= EXERCISE =
Update the lines starting at the one that contains "find mountain slope" through the final line, replacing "slope" with "incline" and keeping everything else unchanged. Return only those lines.

-*-

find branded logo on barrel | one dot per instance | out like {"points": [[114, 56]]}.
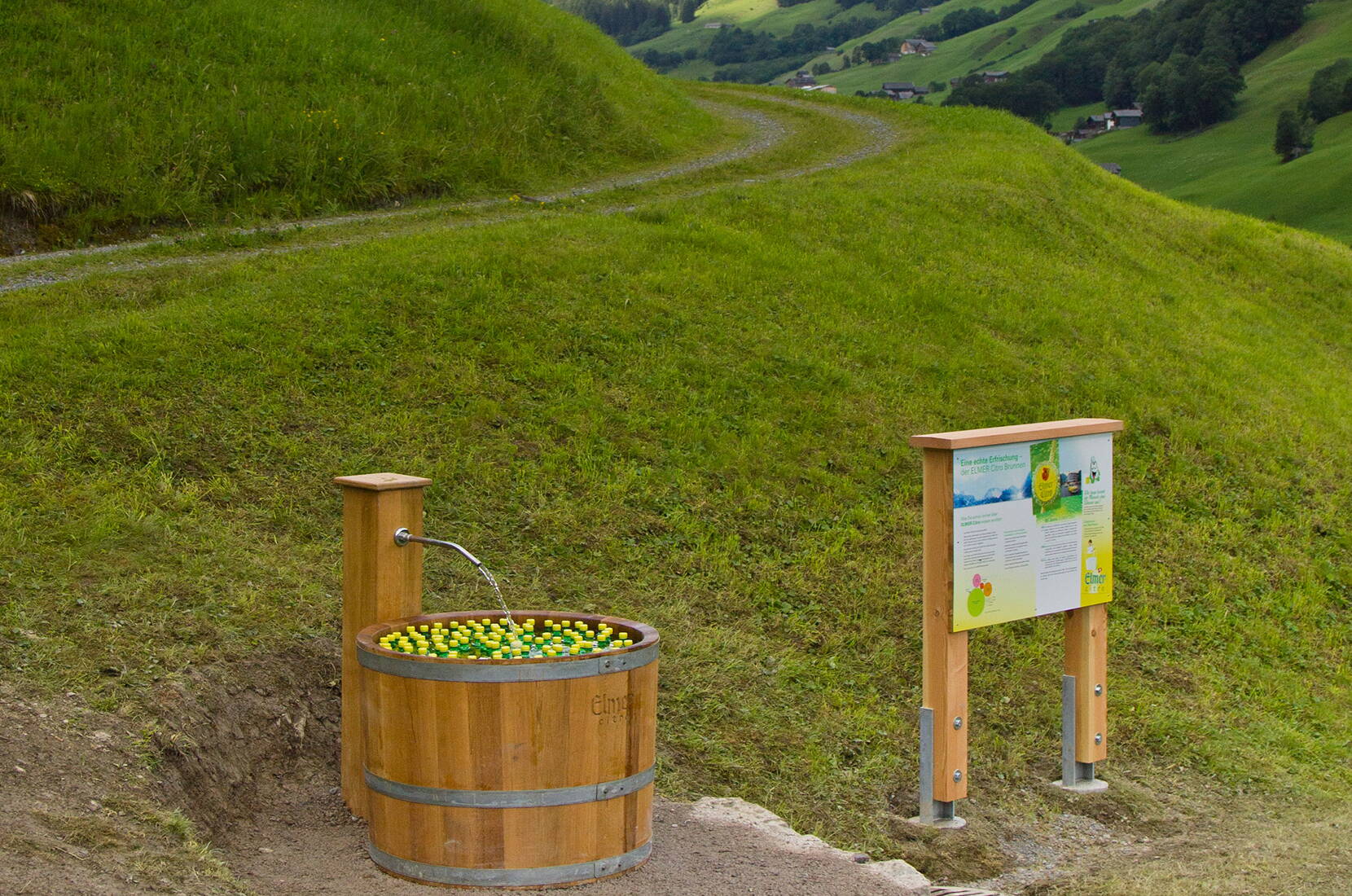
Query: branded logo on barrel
{"points": [[612, 709]]}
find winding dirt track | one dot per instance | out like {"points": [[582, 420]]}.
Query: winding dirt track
{"points": [[767, 134]]}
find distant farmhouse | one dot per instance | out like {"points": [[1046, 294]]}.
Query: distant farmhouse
{"points": [[902, 90], [1124, 118]]}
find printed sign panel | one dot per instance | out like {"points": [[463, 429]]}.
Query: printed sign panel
{"points": [[1032, 529]]}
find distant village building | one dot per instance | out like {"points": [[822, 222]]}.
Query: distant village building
{"points": [[1125, 118], [902, 90]]}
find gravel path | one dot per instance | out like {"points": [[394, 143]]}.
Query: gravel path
{"points": [[714, 848], [767, 134]]}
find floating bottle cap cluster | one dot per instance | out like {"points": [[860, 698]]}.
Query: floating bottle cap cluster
{"points": [[506, 639]]}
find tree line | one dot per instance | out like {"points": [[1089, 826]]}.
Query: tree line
{"points": [[626, 20], [962, 20], [1329, 94], [755, 57], [1181, 61]]}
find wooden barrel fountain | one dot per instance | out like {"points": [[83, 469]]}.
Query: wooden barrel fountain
{"points": [[516, 772]]}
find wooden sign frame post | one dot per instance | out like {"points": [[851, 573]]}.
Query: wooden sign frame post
{"points": [[944, 722], [380, 582]]}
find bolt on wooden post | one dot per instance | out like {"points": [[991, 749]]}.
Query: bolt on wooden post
{"points": [[380, 582], [1018, 523]]}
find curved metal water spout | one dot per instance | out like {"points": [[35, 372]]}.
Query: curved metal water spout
{"points": [[403, 537]]}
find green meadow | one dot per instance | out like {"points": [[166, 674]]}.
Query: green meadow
{"points": [[692, 411], [1232, 165], [1036, 30], [122, 118]]}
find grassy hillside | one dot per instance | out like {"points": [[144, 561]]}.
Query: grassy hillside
{"points": [[1232, 165], [1036, 31], [115, 116], [696, 414], [757, 15]]}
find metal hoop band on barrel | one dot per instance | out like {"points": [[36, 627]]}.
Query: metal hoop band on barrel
{"points": [[510, 799], [510, 876], [549, 670]]}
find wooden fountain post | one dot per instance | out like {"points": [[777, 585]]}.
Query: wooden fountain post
{"points": [[380, 582]]}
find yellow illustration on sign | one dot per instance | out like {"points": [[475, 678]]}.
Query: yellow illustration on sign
{"points": [[1032, 529]]}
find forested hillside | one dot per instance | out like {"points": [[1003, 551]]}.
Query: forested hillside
{"points": [[1236, 162], [1179, 61], [116, 116]]}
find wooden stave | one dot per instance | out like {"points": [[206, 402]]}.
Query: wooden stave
{"points": [[610, 828]]}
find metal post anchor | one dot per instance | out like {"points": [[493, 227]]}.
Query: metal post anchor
{"points": [[933, 812], [1075, 776]]}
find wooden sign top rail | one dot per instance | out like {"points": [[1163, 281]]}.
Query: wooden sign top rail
{"points": [[1025, 433]]}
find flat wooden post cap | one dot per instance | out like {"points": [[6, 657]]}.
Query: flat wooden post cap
{"points": [[381, 481], [1009, 434]]}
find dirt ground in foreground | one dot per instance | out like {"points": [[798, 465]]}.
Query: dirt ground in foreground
{"points": [[226, 783]]}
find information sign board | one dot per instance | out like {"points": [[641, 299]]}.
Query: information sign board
{"points": [[1032, 529]]}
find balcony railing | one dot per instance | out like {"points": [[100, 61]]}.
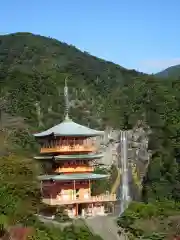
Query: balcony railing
{"points": [[64, 148], [73, 200], [74, 169]]}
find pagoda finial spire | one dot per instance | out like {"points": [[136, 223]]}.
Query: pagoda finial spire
{"points": [[66, 100]]}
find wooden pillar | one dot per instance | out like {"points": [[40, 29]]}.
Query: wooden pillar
{"points": [[74, 190], [76, 209], [89, 188]]}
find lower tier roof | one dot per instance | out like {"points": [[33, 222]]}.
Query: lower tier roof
{"points": [[71, 156], [75, 176]]}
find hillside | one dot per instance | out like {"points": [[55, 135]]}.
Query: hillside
{"points": [[173, 71], [32, 73]]}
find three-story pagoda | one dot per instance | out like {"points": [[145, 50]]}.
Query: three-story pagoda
{"points": [[70, 151]]}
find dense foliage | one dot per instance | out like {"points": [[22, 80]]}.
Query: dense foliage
{"points": [[155, 221], [32, 73]]}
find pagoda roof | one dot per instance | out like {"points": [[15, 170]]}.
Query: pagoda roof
{"points": [[75, 176], [69, 128], [71, 156], [78, 156]]}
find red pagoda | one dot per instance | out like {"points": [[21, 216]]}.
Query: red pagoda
{"points": [[68, 152]]}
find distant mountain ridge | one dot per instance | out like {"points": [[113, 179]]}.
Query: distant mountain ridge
{"points": [[173, 71]]}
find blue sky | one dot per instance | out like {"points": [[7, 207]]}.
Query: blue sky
{"points": [[139, 34]]}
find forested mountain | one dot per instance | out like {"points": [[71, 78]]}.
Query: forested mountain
{"points": [[32, 73], [173, 71]]}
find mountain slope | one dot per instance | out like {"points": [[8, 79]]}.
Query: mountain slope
{"points": [[173, 71], [32, 73]]}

-*-

= ANSWER TO THE EXERCISE =
find mountain incline | one dot per instance | out like {"points": [[8, 79]]}.
Query: mountain incline
{"points": [[173, 71], [32, 73]]}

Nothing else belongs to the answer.